Hilfsfrist muss sich an medizinischer Notwendigkeit orientieren
Die Hilfsorganisationen, Krankenkassen und der Landkreistag in Baden-Württemberg blicken mit Sorge auf die Diskussion rund um die aktuelle Rechtsprechung zum Rettungsdienst. Entscheidend für einen handlungsfähigen, modernen Rettungsdienst ist eine Orientierung der Regelungen einschließlich der Hilfsfristen an den individuellen medizinischen Notwendigkeiten der Patienten. Anstelle einer überholten Gleichbewertung aller Einsätze sollte die Schwere des Notfalls als zentraler Maßstab einer zeitgemäßen Regelung der Hilfsfrist herangezogen werden.
Unser zentrales Anliegen an die Neufassung des Rettungsdienstgesetzes ist die Differenzierung zwischen unterschiedlichen Diagnosegruppen anhand der medizinischen Notwendigkeit und eine unterschiedliche Bemessung der Hilfsfrist anhand dieser Diagnosegruppen. Wir möchten das Innenministerium darin unterstützen, an dem eingeschlagenen Weg der Novellierung des Rettungsdienstgesetzes festzuhalten und ermutigen den Landtag, dieses zeitnah zu verabschieden.

### Aufgabe
Schreib den Text über die Hilfsfrist im Rettungsdienst vollständig und Wort für Wort ab.

### Gegebene Angaben
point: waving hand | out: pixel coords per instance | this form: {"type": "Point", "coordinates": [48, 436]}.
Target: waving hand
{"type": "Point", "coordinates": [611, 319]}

### Lösung
Hilfsfrist muss sich an medizinischer Notwendigkeit orientieren
Die Hilfsorganisationen, Krankenkassen und der Landkreistag in Baden-Württemberg blicken mit Sorge auf die Diskussion rund um die aktuelle Rechtsprechung zum Rettungsdienst. Entscheidend für einen handlungsfähigen, modernen Rettungsdienst ist eine Orientierung der Regelungen einschließlich der Hilfsfristen an den individuellen medizinischen Notwendigkeiten der Patienten. Anstelle einer überholten Gleichbewertung aller Einsätze sollte die Schwere des Notfalls als zentraler Maßstab einer zeitgemäßen Regelung der Hilfsfrist herangezogen werden.
Unser zentrales Anliegen an die Neufassung des Rettungsdienstgesetzes ist die Differenzierung zwischen unterschiedlichen Diagnosegruppen anhand der medizinischen Notwendigkeit und eine unterschiedliche Bemessung der Hilfsfrist anhand dieser Diagnosegruppen. Wir möchten das Innenministerium darin unterstützen, an dem eingeschlagenen Weg der Novellierung des Rettungsdienstgesetzes festzuhalten und ermutigen den Landtag, dieses zeitnah zu verabschieden.